_Exercise requirements_
For the listing below, return the line containing "Target: woman's dark hair", the line containing "Target: green painted wall", and all lines in between, exactly as written and nothing else.
** Opening Exercise data block **
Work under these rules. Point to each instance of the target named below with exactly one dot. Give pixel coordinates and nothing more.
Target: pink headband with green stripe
** Closing Exercise data block **
** Opening Exercise data block **
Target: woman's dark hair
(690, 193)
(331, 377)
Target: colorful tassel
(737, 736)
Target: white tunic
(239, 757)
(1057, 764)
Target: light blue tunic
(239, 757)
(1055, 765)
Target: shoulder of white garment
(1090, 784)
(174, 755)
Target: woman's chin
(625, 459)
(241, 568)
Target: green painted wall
** Closing Exercise data block **
** Opening Exercise data block **
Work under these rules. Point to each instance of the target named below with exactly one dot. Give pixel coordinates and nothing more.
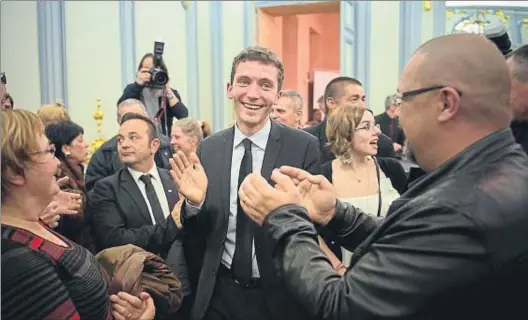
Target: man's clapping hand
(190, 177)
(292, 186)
** Closing Exercise data block **
_Final answer_
Target: woman's dark hair
(690, 193)
(331, 377)
Target: colorful tassel
(737, 736)
Target: white tunic
(239, 757)
(1057, 764)
Target: light blue tunic
(239, 757)
(1055, 765)
Target: shoulder of white garment
(1090, 784)
(174, 755)
Target: woman's chin
(625, 459)
(241, 568)
Target: green painted wall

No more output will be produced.